• ACTIVITY 1: Reproduce verbatim the passage of the article about Frank Ancona between "About six months" and "take their mother.", inclusive.
• ACTIVITY 2: In the article about Frank Ancona, how many cats did a neighbor say lived in the Ancona home at one time?

• TEXT FOR ANALYSIS:
The imperial wizard of the Traditionalist American Knights of the Ku Klux Klan, who was recently found dead near a river in Missouri, apparently smelled like cat piss and stunk to high heaven during his life.
According to the River Front Times, the scent permeated from Frank Ancona’s clothes, clinging to him like a blanket, even on his hair and mustache. The news article notes that he was aware of his stench but did not know what to do about it.
Much of his odor seemed to be the result of his wife Malissa Ancona’s determination to see their home turned into a giant kennel. The 44-year-old kept dozens of cats and two dogs within her space, which was, by all reports, a pigsty (though that might be an insult to pigsties). A neighbor told the Times that as many as 70 cats lived there at one time. The animals made homes out of piles of dirty clothes, went through open garbage and kicked liter across the floors.
“My dad said sometimes he had to sleep on the couch because the bedroom was so trashed,” Frank Ancona’s son from a previous marriage, Frank Ancona Jr., told the Times.
The couple apparently argued all the time, with one neighbor, James Russell, saying that she could hear Malissa Ancona screaming at the white supremacist night and day.
It is Malissa Ancona who is accused of killing her husband. And by all accounts, she was not a great person to be around. She had a history of relying on pills, she allegedly stole from him, and of course, there was the house that was unfit for any animal, human or not, to live in.
About six months ago, the senior Frank Ancona reportedly called his wife’s ex-husband, Paul Jinkerson Sr., and asked if he would take her back.
“I was like, ‘You’re out of your mind,’” Jinkerson told the Times. “I guess he thought for a brief, fleeting moment that I would alleviate his pain and take her off his hands.”
Frank Ancona then tried Malissa’s grown children, pleading with them to take their mother.
“Is there anybody in your family that will let your mother [move] with them,” he asked, according to the report. “I cannot take her being around me another minute; her life, her drug-dealing, her stealing. ... I can’t take anymore of it and she needs a place to go ASAP.”
Frank Ancona told Malissa’s daughter, 25-year-old Lauren Jinkerson, that he suspected that she was slipping the blood pressure medicine Clonidine into his coffee to knock him out so she could steal his medication, the Times reports.
“Really what she did could be considered attempted murder i think,” he texted to his stepdaughter, according to the report. “I can barely move or think straight right now.....very weak dizzy and blurred vision.
“It’s like I’m a prisoner in my own home,” he added, explaining that he was hesitant to throw Malissa out, fearing that she would hurt herself or call the cops and frame him for abuse.
“She’s a huge drug addict, and you need to get rid of her or else she’ll drug you one day and she’ll kill you instead,” Lauren warned her stepfather.
Lauren Jinkerson’s predictions may have turned out to be true.

• EXTRACTED RECORDS:
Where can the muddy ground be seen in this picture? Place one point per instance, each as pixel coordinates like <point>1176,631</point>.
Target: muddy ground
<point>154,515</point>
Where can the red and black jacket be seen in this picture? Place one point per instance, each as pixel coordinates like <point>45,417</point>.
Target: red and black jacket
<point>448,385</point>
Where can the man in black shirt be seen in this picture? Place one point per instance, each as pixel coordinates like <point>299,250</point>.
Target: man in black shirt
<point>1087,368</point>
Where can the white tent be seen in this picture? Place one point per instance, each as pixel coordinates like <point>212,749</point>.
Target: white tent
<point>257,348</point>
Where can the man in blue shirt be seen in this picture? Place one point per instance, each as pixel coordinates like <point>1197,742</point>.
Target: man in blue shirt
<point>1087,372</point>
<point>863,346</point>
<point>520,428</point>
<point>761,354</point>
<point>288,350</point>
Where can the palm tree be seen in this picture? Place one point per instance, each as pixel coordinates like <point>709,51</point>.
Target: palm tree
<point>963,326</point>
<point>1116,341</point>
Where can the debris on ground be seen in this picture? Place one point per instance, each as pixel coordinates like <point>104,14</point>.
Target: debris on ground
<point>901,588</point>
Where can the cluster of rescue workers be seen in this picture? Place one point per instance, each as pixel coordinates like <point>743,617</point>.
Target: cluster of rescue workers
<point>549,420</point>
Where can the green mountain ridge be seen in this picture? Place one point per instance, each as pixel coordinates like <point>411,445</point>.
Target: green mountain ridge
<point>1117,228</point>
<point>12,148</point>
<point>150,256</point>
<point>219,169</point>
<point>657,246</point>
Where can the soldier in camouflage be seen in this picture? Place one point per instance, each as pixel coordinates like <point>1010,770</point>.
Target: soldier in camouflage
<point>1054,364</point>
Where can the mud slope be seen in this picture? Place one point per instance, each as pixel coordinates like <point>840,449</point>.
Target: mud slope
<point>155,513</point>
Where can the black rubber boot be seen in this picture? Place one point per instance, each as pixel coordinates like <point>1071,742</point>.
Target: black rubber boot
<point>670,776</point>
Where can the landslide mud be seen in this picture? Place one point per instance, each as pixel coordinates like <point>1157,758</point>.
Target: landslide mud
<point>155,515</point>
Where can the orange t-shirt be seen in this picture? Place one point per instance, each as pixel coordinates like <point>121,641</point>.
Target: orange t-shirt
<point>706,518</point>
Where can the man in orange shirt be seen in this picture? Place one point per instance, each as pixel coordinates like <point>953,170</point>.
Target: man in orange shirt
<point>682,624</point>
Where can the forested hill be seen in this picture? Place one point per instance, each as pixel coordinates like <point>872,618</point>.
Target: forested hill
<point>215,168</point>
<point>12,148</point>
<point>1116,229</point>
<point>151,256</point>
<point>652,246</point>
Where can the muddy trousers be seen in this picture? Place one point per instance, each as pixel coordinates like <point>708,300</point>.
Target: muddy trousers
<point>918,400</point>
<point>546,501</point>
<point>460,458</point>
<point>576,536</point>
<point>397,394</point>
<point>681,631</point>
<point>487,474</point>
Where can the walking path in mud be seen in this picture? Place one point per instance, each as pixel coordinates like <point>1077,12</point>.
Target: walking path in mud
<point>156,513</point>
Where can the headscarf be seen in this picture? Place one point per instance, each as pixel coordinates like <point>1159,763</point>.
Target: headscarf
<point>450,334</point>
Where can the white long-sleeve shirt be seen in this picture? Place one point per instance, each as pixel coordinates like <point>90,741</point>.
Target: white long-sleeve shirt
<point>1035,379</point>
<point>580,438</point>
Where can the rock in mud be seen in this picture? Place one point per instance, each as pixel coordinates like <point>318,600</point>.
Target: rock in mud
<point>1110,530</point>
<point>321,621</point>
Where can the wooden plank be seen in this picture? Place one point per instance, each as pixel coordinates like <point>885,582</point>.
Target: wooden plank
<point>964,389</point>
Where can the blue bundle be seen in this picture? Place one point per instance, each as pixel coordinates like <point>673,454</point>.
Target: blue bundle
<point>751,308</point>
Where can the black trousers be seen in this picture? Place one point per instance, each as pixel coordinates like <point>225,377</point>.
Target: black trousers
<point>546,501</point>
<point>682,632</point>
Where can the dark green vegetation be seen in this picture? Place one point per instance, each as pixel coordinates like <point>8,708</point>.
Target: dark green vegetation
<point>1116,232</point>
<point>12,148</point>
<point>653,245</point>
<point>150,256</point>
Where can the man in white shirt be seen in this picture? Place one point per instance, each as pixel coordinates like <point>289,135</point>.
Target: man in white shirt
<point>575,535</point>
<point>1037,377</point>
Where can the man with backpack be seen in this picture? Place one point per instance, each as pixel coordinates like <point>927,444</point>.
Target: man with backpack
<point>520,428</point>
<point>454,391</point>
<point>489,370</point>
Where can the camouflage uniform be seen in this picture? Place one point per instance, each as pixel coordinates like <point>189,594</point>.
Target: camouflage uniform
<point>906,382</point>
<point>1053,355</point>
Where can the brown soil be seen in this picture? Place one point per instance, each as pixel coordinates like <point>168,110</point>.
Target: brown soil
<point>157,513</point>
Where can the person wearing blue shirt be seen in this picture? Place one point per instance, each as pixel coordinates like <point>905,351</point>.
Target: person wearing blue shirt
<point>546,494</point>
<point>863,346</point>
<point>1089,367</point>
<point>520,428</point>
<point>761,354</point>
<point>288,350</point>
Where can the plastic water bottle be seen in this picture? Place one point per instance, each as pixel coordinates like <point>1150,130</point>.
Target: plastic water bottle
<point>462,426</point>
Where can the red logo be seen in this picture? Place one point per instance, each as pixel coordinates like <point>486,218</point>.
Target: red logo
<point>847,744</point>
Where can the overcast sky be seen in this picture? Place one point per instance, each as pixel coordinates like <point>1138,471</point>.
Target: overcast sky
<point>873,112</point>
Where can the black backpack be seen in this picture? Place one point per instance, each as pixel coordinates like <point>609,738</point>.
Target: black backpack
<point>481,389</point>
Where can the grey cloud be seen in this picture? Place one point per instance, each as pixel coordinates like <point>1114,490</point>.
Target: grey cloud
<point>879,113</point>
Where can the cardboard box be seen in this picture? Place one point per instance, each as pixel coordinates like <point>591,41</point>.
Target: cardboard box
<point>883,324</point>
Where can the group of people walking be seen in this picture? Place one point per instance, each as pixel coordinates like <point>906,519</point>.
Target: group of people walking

• YOUR RESPONSE 1:
About six months ago, the senior Frank Ancona reportedly called his wife’s ex-husband, Paul Jinkerson Sr., and asked if he would take her back.
“I was like, ‘You’re out of your mind,’” Jinkerson told the Times. “I guess he thought for a brief, fleeting moment that I would alleviate his pain and take her off his hands.”
Frank Ancona then tried Malissa’s grown children, pleading with them to take their mother.

• YOUR RESPONSE 2: As many as 70 cats.